52nd Annual Rotterdam International Film Festival Highlights
NOTE: This article is a republication- Source: RogerEbert.com (Barbara Scharres).
Emerging from the Covid era of virtual festivals with a seeming new resolve to top itself in what it does best, the 52nd Annual Rotterdam International Film Festival (IFFR) opened an all in-person festival on January 25, for a run through February 5, with a broad slate of 455 films, including 242 features, 97 of them world premieres. Behind the scenes, virtual access to high-profile sections of the festival and press conferences was enabled for selected international press, which made my coverage from afar possible. An on-site friend and her cell phone camera provided me with a virtual front-row seat for events including the opening ceremony.
Festival director Vanja Kaludjercic welcomed the opening night audience in De Doelan, Rotterdam’s vast concert and conference venue, expressing relief at IFFR’s full return to the communal experience after a three-year wait. Kaludjercic went on to aptly capsulize the festival’s legacy and mission as “to look where others don’t look, and to go where others don’t go,” confronting audiences with “images, sounds, and words that rip the rug from under our feet.” “We are quite good at doing that,” she declared, underlining IFFR’s well-known gravitation to a cinema that is relentlessly adventurous and experimental in all its international manifestations.

■ Source information:
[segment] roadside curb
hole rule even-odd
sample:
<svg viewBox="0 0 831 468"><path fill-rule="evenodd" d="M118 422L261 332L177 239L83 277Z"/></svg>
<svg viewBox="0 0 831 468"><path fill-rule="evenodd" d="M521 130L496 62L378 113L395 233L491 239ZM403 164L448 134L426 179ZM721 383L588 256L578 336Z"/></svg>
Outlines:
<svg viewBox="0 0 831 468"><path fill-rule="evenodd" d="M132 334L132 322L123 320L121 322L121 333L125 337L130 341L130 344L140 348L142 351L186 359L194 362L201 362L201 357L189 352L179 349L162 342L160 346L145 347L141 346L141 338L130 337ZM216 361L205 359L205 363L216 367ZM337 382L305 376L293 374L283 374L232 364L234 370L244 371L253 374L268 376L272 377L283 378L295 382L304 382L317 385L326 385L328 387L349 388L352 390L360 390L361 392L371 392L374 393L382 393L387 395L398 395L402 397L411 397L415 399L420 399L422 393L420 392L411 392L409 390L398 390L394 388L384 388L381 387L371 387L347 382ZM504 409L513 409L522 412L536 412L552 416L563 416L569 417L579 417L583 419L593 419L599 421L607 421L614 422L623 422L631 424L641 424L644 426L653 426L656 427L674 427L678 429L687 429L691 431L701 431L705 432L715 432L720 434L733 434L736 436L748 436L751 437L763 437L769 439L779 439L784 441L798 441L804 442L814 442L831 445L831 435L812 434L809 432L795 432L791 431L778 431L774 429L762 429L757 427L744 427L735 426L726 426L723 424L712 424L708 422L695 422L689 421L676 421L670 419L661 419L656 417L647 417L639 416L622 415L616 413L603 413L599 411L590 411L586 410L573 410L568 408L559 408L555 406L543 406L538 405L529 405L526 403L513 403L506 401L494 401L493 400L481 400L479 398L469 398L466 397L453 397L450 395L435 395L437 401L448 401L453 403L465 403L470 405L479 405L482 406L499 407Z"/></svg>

■ Problem:
List every phrase that the festival article quotes from Vanja Kaludjercic.

■ Answer space:
- “to look where others don’t look, and to go where others don’t go”
- “images, sounds, and words that rip the rug from under our feet”
- “We are quite good at doing that”